> [SELECTED TEXT]:

# # # # # # #

Understanding Alerts
When a problem occurs at a Datacenter, Application, or SLA, the Monitoring Station can send alerts to users. Alerts are notifications that inform users who are configured to receive alerts of the problem. The notification message contains the following information:
- the type of notification - either Problem or Recovery
- the date and time when the problem occurred
- the name of the host on which the problem occurred
- the status of the host (see Understanding the Status of Services for more information)
- the name of the service that is experiencing the problem
- the current state of the service
- any output from the monitor
Whenever the status of an Element changes - for example from Critical to Warning - up.time sends an alert.
You can also configure alert escalations that occur if a warning is sent and is not acted upon. For example, if an alert is sent to a system administrator and the administrator does not attend to the problem within a specified amount of time, then the alert will be sent to the administrator’s manager.
up.time can send alerts via:
- email messages to a cell phone or a pager, or to one or more email addresses
- a Windows popup
The following is a sample email alert:
Notification type: Problem
1/12/2008 10:52
Host: filter
Host State: N/A
Service: FS Capacity - Filter
Service State: WARN/
Output: /var is 92% full
The following is a sample pager alert:
subject:
CRIT Alert
content:
5/7/2005 13:22
Type: Problem
Service: FTP (CRIT)
Host: filter (CRIT)
For more information on alerts, see Monitor Alert Settings.
Understanding the Alert Flow
Alerts in up.time follow a specific flow. When up.time detects a problem with a host, it issues an alert. up.time then continues to check the host at specific intervals and reports on the status of the host.

# # # # # # #

> [LISTED ENTRIES]:
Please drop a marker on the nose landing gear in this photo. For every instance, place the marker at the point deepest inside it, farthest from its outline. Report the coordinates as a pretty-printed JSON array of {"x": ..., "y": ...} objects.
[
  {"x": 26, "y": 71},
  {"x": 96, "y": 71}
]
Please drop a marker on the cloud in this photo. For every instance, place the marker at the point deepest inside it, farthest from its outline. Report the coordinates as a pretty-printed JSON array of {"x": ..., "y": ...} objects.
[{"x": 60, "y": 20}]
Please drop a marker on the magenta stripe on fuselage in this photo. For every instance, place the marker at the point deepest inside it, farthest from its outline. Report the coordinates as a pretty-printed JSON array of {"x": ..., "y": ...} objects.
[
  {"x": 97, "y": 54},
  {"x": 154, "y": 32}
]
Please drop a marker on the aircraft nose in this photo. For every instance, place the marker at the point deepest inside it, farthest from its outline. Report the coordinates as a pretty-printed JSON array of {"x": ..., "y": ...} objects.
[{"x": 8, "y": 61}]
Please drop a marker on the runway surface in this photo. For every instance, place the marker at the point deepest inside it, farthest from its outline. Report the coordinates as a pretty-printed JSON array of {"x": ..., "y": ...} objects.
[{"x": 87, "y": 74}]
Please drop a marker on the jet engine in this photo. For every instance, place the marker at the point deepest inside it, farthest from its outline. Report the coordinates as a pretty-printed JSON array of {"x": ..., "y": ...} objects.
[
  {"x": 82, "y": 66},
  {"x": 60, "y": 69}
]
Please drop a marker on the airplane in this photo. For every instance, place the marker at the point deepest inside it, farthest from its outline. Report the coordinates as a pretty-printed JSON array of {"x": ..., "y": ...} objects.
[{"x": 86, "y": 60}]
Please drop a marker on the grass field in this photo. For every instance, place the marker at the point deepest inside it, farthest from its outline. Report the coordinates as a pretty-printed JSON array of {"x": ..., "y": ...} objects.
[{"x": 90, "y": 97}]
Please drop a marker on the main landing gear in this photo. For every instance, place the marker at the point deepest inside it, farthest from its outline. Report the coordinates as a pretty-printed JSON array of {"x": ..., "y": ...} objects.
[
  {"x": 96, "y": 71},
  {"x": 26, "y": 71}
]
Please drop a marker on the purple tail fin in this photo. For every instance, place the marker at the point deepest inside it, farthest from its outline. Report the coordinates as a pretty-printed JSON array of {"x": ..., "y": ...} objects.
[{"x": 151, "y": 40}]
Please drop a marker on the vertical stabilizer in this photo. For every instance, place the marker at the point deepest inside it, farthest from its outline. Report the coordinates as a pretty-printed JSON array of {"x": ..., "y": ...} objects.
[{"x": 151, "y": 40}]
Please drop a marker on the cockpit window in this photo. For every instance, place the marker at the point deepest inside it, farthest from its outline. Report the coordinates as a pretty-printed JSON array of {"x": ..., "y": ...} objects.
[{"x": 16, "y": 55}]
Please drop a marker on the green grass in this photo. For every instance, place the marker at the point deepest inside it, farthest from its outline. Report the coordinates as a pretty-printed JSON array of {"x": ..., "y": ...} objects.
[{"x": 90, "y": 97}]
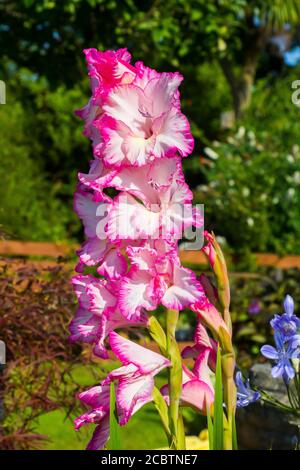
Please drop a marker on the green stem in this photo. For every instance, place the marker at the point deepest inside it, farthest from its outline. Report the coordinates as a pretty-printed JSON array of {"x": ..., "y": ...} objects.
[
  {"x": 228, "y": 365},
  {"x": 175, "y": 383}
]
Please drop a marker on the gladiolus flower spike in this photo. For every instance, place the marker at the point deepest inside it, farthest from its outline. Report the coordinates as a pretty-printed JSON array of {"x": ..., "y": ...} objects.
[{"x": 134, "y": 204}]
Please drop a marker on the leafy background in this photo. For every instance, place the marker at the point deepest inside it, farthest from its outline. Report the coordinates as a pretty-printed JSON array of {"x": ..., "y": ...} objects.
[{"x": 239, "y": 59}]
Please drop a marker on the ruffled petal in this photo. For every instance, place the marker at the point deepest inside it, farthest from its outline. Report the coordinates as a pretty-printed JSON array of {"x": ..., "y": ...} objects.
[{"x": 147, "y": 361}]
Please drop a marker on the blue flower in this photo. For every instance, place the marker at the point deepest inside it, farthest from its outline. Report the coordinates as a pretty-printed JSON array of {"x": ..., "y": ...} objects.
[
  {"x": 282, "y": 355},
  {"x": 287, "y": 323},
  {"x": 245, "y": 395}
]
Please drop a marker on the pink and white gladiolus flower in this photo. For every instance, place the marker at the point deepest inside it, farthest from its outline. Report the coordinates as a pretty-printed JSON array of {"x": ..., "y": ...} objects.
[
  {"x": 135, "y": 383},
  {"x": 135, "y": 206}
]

# # # # # # #

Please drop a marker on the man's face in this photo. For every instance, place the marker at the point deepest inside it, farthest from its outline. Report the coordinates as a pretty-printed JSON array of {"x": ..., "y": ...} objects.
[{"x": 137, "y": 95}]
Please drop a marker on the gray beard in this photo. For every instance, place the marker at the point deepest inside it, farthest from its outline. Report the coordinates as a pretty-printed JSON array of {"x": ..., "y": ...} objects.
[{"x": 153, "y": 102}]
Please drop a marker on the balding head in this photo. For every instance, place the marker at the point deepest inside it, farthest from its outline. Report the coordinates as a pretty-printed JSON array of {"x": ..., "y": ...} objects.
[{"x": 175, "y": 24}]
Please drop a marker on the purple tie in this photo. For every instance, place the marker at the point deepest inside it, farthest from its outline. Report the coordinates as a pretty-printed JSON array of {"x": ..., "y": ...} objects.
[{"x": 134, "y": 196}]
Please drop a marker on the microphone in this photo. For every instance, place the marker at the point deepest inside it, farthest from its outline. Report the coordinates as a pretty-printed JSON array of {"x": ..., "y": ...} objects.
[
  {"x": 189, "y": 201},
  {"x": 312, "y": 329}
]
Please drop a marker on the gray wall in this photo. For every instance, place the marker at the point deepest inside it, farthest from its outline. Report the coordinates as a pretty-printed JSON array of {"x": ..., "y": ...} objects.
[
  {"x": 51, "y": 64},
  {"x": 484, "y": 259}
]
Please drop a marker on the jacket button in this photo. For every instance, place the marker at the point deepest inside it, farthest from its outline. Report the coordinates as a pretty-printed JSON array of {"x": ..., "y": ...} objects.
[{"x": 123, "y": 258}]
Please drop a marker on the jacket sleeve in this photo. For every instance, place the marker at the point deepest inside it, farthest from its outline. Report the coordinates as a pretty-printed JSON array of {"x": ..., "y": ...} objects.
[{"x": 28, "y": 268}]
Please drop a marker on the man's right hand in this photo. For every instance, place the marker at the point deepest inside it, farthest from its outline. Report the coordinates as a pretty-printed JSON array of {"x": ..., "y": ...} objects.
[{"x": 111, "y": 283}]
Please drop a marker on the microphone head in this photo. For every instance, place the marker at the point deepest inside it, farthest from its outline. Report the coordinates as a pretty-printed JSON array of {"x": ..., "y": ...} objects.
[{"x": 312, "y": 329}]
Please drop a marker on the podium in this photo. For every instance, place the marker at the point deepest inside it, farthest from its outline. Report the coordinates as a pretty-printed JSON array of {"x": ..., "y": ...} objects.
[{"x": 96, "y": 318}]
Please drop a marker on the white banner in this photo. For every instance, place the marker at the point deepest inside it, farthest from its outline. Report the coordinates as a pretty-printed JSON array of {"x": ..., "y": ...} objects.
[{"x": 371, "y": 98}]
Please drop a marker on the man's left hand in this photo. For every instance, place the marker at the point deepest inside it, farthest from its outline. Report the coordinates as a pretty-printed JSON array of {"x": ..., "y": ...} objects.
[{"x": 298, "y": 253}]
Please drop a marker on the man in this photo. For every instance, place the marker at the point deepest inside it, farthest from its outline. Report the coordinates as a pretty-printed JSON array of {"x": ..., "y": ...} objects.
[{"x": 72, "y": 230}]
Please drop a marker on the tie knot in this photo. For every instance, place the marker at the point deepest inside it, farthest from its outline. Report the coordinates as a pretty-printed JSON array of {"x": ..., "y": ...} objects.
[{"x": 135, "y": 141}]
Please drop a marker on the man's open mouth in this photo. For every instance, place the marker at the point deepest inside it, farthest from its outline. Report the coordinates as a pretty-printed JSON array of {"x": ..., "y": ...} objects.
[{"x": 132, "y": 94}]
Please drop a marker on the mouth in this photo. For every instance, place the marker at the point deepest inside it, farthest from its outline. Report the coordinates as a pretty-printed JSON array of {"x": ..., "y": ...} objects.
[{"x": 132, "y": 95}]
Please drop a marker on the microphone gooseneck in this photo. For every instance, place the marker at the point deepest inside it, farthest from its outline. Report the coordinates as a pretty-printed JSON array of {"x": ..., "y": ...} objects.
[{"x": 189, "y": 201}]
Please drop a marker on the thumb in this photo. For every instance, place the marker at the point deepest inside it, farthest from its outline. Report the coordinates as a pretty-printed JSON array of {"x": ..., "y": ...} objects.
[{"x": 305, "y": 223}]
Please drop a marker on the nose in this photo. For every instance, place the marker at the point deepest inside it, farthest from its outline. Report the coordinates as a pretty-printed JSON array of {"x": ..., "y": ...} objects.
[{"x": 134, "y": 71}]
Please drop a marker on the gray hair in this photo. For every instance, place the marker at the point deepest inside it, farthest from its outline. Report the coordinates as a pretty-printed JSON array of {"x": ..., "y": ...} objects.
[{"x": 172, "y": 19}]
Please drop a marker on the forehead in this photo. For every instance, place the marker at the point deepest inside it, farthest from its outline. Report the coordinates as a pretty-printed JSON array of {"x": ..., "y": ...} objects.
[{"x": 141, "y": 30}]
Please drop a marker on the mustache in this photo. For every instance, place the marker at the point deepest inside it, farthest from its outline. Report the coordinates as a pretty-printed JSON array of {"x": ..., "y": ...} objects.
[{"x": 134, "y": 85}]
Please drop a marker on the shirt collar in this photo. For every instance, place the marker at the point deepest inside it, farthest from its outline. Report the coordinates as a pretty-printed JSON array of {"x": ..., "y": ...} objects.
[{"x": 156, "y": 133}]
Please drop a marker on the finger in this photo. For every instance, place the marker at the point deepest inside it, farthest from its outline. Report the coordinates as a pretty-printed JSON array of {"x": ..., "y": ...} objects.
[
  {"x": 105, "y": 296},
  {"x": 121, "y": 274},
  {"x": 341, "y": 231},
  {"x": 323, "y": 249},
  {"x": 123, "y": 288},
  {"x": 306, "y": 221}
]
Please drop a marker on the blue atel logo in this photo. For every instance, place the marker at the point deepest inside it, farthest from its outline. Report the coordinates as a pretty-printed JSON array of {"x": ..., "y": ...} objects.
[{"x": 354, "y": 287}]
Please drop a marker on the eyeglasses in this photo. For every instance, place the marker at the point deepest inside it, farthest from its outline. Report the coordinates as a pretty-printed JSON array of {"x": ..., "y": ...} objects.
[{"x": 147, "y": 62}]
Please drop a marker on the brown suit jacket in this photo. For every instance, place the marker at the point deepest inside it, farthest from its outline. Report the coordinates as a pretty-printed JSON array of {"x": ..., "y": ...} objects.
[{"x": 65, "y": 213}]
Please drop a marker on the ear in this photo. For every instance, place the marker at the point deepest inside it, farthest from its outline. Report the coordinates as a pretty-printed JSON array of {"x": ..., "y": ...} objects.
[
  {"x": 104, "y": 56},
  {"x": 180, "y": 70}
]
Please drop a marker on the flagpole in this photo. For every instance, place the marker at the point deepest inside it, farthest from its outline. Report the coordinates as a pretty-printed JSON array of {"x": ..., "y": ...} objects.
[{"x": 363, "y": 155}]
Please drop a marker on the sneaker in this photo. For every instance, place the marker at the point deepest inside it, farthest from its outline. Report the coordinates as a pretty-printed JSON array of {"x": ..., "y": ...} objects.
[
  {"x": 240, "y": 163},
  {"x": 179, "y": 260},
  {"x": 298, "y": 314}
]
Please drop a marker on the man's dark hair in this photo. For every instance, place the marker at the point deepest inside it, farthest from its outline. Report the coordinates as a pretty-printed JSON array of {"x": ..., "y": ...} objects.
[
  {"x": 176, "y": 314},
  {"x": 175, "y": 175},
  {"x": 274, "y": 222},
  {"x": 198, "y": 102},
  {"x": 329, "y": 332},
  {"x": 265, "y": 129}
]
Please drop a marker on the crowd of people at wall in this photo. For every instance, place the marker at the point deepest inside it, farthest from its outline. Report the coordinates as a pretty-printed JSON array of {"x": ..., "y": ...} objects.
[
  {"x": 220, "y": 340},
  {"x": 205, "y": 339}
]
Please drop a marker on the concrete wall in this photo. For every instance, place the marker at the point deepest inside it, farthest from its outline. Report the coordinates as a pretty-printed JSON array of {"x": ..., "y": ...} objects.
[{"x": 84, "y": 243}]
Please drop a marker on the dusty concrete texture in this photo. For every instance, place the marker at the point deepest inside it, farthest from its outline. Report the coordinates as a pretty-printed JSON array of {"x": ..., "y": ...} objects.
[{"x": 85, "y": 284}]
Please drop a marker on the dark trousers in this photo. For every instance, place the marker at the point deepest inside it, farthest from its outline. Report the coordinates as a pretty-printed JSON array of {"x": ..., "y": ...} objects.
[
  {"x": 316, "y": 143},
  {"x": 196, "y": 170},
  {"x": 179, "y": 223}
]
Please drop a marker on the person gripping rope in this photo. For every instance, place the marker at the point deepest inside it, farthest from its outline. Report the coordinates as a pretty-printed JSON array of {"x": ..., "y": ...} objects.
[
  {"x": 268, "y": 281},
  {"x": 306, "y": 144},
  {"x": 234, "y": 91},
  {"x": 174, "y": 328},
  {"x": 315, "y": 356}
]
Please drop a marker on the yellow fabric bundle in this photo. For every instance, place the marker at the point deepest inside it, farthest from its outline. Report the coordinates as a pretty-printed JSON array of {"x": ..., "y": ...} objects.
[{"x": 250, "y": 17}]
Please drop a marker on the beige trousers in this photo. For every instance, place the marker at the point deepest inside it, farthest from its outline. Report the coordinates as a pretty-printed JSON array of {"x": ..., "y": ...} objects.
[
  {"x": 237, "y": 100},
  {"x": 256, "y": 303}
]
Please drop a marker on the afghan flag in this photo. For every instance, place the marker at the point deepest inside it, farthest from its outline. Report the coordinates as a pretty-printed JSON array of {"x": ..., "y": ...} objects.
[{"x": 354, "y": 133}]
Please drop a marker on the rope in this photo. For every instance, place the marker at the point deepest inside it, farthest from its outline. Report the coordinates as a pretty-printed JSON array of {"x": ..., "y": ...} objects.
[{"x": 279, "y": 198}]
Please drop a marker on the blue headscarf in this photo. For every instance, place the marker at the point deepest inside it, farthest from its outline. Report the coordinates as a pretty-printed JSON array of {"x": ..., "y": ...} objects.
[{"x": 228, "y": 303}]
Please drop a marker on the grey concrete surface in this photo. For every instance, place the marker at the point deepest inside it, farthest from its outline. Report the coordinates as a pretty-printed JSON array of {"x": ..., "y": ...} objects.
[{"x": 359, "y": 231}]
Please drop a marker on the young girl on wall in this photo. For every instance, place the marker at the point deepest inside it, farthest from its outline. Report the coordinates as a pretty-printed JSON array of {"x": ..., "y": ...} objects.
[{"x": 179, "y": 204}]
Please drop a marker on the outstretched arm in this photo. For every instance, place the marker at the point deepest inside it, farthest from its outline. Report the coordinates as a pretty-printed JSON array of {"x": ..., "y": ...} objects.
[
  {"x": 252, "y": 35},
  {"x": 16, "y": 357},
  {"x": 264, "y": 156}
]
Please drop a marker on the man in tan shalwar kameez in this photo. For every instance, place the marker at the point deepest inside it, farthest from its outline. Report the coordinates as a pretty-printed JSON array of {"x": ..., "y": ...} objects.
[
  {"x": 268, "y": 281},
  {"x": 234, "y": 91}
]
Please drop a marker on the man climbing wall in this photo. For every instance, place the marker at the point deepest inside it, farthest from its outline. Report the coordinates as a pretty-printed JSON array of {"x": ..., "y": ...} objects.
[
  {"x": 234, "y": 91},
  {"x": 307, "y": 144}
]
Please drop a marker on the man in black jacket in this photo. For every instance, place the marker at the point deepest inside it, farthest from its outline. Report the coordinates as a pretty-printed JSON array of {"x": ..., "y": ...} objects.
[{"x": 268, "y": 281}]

# # # # # # #

Extend the page on up.time alerts by writing the next paragraph, starting after its final sentence.

Considering the following example:
- up.time checks the host system every 15 minutes
- alerts are sent continually every check interval until up.time detects a change in the state of the host system
- whenever an error is encountered, up.time rechecks the system every minute
- if all rechecks up to the maximum number of rechecks fails, up.time issues an alert
up.time encounters a critical error on a host. up.time performs three rechecks at one minute intervals - all of which return a critical error - and then sends an alert after the third recheck.
up.time then checks the host every two hours. While up.time encounters two critical errors, it does not send an alert. Then, the status of the host changes from critical to warning. When this change is detected, up.time sends an alert informing recipients of the change in status. When the status of the host changes to OK, up.time issues an alert informing recipients that the host has recovered.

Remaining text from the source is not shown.